## Record extracts
=== Begin Enclosure ===

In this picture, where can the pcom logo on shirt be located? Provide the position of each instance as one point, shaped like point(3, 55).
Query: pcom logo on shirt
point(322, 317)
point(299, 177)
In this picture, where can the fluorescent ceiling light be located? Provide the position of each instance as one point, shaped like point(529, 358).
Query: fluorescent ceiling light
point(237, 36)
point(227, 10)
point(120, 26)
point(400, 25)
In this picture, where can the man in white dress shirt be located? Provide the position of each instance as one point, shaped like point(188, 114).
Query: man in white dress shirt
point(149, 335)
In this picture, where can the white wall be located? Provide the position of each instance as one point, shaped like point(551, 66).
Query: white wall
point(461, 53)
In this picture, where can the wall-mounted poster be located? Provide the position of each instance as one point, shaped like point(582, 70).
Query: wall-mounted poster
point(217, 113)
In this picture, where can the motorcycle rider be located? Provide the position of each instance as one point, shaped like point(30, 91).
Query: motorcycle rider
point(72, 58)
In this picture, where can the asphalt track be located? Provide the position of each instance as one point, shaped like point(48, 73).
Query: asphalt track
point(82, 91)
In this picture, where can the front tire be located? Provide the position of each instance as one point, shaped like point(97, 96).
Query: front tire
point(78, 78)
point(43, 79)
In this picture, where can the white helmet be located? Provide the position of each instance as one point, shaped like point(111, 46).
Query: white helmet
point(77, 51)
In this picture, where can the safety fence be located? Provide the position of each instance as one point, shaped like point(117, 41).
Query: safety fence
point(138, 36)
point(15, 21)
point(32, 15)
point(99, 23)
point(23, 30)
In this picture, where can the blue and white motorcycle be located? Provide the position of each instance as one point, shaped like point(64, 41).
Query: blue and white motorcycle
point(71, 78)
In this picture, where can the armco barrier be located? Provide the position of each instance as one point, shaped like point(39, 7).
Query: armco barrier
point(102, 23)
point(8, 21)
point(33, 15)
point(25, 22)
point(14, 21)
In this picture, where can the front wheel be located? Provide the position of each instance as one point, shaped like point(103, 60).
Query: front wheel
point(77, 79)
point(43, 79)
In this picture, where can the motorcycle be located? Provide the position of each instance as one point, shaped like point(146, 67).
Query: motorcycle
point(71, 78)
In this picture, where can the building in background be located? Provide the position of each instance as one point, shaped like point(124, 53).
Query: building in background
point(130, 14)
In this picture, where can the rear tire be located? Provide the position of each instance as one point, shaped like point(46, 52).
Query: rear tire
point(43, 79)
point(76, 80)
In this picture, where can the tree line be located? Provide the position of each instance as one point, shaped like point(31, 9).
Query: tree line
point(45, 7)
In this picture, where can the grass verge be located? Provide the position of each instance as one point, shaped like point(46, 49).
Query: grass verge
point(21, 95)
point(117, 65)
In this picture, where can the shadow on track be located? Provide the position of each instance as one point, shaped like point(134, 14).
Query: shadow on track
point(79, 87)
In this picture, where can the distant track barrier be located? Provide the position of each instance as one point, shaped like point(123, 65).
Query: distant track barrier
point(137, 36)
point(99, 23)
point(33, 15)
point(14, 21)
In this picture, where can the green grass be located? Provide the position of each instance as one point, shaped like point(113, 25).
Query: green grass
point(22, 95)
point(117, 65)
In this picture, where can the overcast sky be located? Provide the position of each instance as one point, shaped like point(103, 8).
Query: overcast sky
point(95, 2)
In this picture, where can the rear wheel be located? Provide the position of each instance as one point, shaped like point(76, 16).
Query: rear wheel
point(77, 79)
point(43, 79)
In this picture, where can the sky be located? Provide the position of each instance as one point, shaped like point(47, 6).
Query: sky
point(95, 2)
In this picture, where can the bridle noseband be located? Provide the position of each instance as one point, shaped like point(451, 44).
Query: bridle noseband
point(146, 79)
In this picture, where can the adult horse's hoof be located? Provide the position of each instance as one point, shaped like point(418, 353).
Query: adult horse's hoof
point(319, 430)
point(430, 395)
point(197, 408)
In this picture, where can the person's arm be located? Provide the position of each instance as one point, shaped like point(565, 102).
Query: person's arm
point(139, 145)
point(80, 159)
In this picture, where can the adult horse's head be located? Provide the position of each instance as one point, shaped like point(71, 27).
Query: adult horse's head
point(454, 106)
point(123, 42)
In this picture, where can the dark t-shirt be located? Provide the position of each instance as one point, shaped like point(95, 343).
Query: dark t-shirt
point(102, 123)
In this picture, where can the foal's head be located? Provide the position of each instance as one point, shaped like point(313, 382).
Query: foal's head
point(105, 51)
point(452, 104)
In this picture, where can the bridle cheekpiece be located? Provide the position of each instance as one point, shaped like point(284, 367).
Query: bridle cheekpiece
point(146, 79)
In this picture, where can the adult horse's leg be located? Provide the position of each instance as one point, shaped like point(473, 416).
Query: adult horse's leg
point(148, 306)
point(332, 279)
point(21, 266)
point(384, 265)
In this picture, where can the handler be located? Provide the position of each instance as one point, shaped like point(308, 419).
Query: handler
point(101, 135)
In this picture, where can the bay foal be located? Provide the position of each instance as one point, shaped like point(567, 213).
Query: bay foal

=== End Enclosure ===

## Work instructions
Without altering anything, print all of the data again.

## Exercise output
In this picture, where can the pcom logo on shirt be located? Provide the position of each instance as one point, shaped like point(3, 55).
Query: pcom logo on shirt
point(322, 317)
point(299, 177)
In this picture, where can the fluorescent ceiling light be located? Provide the position of each instance as one point, shaped like point(529, 358).
Query: fluorescent ceiling light
point(237, 36)
point(227, 10)
point(120, 26)
point(400, 25)
In this picture, where can the man in white dress shirt be located? Provide the position of each instance as one point, shaped like point(188, 114).
Query: man in white dress shirt
point(149, 335)
In this picture, where can the white wall be located? Provide the position of each instance as one point, shaped like point(551, 66).
Query: white wall
point(461, 53)
In this picture, where can the wall-mounted poster be located? Provide the position of each instance as one point, shaped like point(582, 70).
Query: wall-mounted poster
point(217, 113)
In this picture, where can the motorcycle rider be located? Provide the position of each instance as one point, shaped like point(30, 91).
Query: motorcycle rider
point(72, 58)
In this picture, where can the asphalt track be located? Provide the position of each instance as one point, shaped like point(48, 73).
Query: asphalt track
point(82, 91)
In this picture, where can the front tire be located? Provide the position of each instance as one point, shaped like point(97, 96).
Query: front tire
point(78, 78)
point(43, 79)
In this picture, where can the white helmet be located? Provide the position of each instance as one point, shaped like point(111, 46).
Query: white helmet
point(77, 51)
In this picture, where can the safety fence be located? Provide the position of each instance as one point, shaped like point(117, 41).
Query: safety fence
point(138, 36)
point(15, 21)
point(32, 15)
point(99, 23)
point(23, 30)
In this picture, where can the blue and white motorcycle be located? Provide the position of each instance as one point, shaped like point(64, 41).
Query: blue and white motorcycle
point(71, 78)
In this picture, where can the armco barrier be located? Provide the position of each instance as one point, shaped like point(39, 7).
Query: armco barrier
point(102, 23)
point(8, 21)
point(33, 15)
point(25, 22)
point(14, 21)
In this picture, where can the front wheel be located? Provide the position of each instance as one point, shaped like point(103, 60).
Query: front wheel
point(77, 79)
point(43, 79)
In this picture, where can the motorcycle be located? Provide the position of each instance as one point, shaped like point(146, 67).
Query: motorcycle
point(71, 78)
In this picture, where can the building in background be located? Provide the position of each instance as one point, shaped like point(124, 53).
Query: building in background
point(130, 14)
In this picture, where can the rear tire be located? Provide the position of each instance as one point, shaped like point(46, 52).
Query: rear tire
point(43, 79)
point(76, 80)
In this picture, where can the tree line be located? Provide the position of each instance as one point, shaped like point(31, 9).
Query: tree line
point(45, 7)
In this picture, where can the grass verge be located? Provide the position of each instance as one point, shaped like point(46, 49).
Query: grass verge
point(21, 95)
point(117, 65)
In this picture, where can the shadow on track be located? Provide the position of each instance as one point, shaped like point(134, 14).
Query: shadow on track
point(79, 87)
In this picture, where can the distant track barrier be located? Provide the position of each instance as one point, shaped like point(123, 65).
Query: distant track barrier
point(137, 36)
point(99, 23)
point(33, 15)
point(14, 21)
In this picture, where can the green grass be located? Provide the position of each instance as one point, shaped like point(113, 25).
Query: green grass
point(22, 95)
point(117, 65)
In this picture, where can the overcast sky be located? Provide the position of each instance as one point, shaped like point(103, 8).
Query: overcast sky
point(95, 2)
In this picture, where can the rear wheel be located? Provide the position of each instance as one point, shaped like point(76, 16).
Query: rear wheel
point(77, 79)
point(43, 79)
In this picture, where can the sky be located? Provide the position of each instance as one point, shaped like point(47, 6).
Query: sky
point(95, 2)
In this picture, where can the bridle noseband be located? Provide the position of each instance as one point, shaped like point(451, 44).
Query: bridle noseband
point(146, 79)
In this picture, where can the adult horse's hoof be located? Provide the position of each instance as one point, shaped like point(418, 353).
Query: adult horse's hoof
point(319, 430)
point(430, 395)
point(197, 408)
In this picture, where can the person's arm be located? Provide the position of each instance as one point, shaped like point(565, 102).
Query: person's arm
point(139, 145)
point(80, 159)
In this picture, where can the adult horse's head be located? Provide the position of each instance as one point, shaped like point(71, 27).
Query: adult horse's head
point(454, 106)
point(123, 42)
In this picture, where can the dark t-shirt be located? Provide the position of each instance as one point, shaped like point(95, 343).
Query: dark t-shirt
point(102, 123)
In this picture, where can the foal's head be located? Provide the position of each instance as one point, shaped like point(313, 382).
Query: foal's head
point(105, 51)
point(452, 104)
In this picture, where can the bridle cheekpiece be located? Provide the position of each instance as one point, shaped like point(284, 367).
Query: bridle cheekpiece
point(146, 79)
In this picture, where can the adult horse's leg be located? Provide the position of each instance as one point, shaped like point(473, 416).
Query: adult horse's leg
point(148, 306)
point(332, 279)
point(21, 266)
point(384, 265)
In this picture, where can the handler be located? Provide the position of each instance as one point, shaped like point(308, 419).
Query: handler
point(101, 135)
In this picture, where can the bay foal be located? Provide the position of each instance as one point, shaped like point(567, 213).
Query: bay foal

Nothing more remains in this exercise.